◆ **LESETEXT**
........

Makro-Ausblick nahezu unverändert
Die EZB hat im Rahmen der jüngsten Notenbanksitzung erwartungsgemäß den Leitzins nochmals um 25 Basispunkte auf nunmehr 2,50% gesenkt. Begründet wird dies weiterhin mit dem intakten Disinflationstrend. Am makroökonomischen Ausblick hat sich im Vergleich zu Dezember bzw. Januar nicht viel geändert. Die offiziellen Wachstumsprognosen der EZB für 2025/2026 wurden moderat nach unten korrigiert (siehe Tabelle). Dies war vor allem eine technische Reaktion auf den niedriger als erwarten BIP-Zuwachs im 4. Quartal 2024 (0,05% statt 0,20%). Im Gegenzug wurde die Inflationsprognose geringfügig angehoben (siehe Tabelle). Insgesamt zeigt sich die Notenbank weiterhin zuversichtlich, dass das Inflationsziel in absehbarer Zeit erreicht wird und weist in diesem Zusammenhang auch immer wieder auf den stabilen Inflationsausblick für 2026/2027 hin.
EZB-Projektionen vom März 2025
Quelle: EZB, * Jahresdurchschnitt, in Klammern Projektionen vom Dezember 2024
In einem Punkt habe sich aber das Umfeld spürbar verändert: Es bestehe mittlerweile eine »phänomenale Unsicherheit« – speziell im Hinblick auf die US-Handelspolitik. Prognosen müssten daher aktuell generell mit Vorsicht betrachtet werden. Und in der Tat dürften sich die jüngsten Wachstumsprojektionen der EZB bereits als Makulatur erweisen. Darin nicht berücksichtig sind die zuletzt angekündigten Fiskalimpulse vonseiten Deutschlands und der EU. Auf Nachfrage bestätigte Notenbankpräsidentin Christine Lagarde, dass diese Maßnahmen derzeit erst noch von der EZB analysiert und geprüft werden.

........

[Annotationsdaten zur Lokalisierung von Objekten]
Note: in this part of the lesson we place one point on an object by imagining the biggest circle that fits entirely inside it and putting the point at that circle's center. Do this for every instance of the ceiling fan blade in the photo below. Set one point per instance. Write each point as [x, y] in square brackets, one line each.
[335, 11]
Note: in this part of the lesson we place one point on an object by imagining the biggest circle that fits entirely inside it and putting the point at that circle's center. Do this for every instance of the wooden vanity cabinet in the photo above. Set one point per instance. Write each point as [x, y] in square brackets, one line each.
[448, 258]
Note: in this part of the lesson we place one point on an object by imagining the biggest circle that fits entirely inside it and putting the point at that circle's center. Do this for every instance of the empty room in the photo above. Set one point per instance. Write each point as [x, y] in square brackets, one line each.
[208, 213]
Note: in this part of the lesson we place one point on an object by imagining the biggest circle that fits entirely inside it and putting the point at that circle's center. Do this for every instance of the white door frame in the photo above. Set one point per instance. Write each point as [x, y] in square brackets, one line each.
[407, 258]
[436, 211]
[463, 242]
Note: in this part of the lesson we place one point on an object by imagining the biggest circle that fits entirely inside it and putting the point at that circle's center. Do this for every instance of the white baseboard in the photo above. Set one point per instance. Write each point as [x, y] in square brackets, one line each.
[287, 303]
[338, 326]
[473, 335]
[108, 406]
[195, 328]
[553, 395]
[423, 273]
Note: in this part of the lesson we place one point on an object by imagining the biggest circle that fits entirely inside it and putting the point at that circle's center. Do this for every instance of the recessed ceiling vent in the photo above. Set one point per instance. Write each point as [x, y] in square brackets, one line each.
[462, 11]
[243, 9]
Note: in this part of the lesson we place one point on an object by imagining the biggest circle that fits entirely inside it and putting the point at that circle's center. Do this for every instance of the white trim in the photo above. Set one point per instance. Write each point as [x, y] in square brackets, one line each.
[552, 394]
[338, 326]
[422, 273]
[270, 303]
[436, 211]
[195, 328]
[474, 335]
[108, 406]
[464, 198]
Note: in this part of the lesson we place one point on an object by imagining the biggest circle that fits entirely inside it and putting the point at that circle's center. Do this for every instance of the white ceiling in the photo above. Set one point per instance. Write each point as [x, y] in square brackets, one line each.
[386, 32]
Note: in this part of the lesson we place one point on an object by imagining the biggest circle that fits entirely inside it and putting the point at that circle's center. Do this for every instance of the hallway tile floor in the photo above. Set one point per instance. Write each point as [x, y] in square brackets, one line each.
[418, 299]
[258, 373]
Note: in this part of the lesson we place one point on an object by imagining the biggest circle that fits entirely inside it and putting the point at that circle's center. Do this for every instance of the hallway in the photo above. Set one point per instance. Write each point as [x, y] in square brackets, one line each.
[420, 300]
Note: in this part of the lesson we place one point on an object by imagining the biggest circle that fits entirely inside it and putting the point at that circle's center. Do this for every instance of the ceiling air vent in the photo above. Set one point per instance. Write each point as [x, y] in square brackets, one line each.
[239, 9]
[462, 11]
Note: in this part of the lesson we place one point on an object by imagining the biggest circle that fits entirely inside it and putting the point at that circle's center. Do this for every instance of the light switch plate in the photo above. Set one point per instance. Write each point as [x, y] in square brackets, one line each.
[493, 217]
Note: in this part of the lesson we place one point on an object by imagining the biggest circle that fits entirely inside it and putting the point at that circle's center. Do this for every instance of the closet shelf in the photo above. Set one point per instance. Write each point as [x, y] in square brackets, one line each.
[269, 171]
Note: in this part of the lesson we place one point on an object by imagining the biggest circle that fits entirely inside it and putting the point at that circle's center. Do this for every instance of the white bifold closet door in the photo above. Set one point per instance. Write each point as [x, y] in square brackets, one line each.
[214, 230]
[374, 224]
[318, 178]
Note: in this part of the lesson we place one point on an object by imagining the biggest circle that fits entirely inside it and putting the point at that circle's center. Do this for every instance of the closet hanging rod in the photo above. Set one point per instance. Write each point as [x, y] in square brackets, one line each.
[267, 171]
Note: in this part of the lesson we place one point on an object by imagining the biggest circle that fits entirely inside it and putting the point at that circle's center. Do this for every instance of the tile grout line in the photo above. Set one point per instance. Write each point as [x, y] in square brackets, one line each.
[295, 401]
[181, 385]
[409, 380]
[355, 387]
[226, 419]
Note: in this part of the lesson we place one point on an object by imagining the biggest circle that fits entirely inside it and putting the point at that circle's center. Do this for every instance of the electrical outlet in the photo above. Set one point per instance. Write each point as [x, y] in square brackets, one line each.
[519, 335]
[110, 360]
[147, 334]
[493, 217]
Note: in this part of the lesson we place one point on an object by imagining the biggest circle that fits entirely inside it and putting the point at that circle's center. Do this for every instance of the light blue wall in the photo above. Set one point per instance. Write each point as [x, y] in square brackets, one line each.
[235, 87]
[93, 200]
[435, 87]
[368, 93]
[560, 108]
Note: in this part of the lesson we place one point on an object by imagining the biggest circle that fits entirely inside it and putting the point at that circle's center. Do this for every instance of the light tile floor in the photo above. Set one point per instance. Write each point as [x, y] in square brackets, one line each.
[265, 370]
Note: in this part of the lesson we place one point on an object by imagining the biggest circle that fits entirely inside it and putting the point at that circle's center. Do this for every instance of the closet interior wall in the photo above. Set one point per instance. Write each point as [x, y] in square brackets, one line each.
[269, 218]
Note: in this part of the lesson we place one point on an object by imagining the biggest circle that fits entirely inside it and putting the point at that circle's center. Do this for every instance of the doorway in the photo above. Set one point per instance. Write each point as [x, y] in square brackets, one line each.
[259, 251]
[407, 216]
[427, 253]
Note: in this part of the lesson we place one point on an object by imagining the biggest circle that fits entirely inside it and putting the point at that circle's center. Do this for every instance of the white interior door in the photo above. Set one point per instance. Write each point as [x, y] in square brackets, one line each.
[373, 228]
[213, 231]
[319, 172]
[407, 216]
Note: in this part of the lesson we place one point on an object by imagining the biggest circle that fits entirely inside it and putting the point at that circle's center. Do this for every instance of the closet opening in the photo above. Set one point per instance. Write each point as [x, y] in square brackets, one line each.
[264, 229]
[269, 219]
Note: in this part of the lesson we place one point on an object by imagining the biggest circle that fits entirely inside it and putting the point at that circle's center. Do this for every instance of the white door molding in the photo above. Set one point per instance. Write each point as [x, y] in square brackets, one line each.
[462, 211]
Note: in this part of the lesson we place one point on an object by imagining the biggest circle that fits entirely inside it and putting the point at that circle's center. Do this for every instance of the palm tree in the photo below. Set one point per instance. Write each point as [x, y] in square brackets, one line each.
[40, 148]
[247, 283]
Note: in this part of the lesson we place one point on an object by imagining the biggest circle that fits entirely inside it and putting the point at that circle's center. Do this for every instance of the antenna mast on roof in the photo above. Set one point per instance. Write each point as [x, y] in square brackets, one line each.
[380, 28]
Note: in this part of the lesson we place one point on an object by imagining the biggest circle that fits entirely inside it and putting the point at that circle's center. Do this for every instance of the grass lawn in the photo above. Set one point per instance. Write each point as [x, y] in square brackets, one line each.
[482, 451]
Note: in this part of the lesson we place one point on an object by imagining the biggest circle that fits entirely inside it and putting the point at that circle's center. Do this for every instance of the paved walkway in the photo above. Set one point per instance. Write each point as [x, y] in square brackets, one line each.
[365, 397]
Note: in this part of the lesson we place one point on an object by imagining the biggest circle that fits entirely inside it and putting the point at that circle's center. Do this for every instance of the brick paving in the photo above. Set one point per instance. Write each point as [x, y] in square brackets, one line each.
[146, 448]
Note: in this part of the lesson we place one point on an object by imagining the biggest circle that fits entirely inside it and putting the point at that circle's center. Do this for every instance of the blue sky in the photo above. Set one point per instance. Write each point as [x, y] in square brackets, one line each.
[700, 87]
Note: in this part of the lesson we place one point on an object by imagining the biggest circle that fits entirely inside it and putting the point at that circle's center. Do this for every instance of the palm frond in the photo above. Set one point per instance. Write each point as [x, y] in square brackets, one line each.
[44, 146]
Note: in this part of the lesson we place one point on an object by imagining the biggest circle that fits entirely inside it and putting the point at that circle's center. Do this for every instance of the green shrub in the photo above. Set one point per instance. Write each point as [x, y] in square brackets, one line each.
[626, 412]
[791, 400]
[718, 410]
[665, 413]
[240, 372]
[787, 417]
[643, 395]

........

◆ **ARBEITSANWEISUNGEN**
1. Nennen Sie alle Prozentangaben, die im Lesetext über die EZB-Zinsentscheidung vorkommen.
2. Um wie viele Basispunkte hat die EZB laut dem Lesetext den Leitzins gesenkt?
Stützen Sie sich ausschließlich auf den Lesetext.

◆ **DIE ERGEBNISSE**
1. 2,50%, 0,05% und 0,20%

2. Um 25 Basispunkte.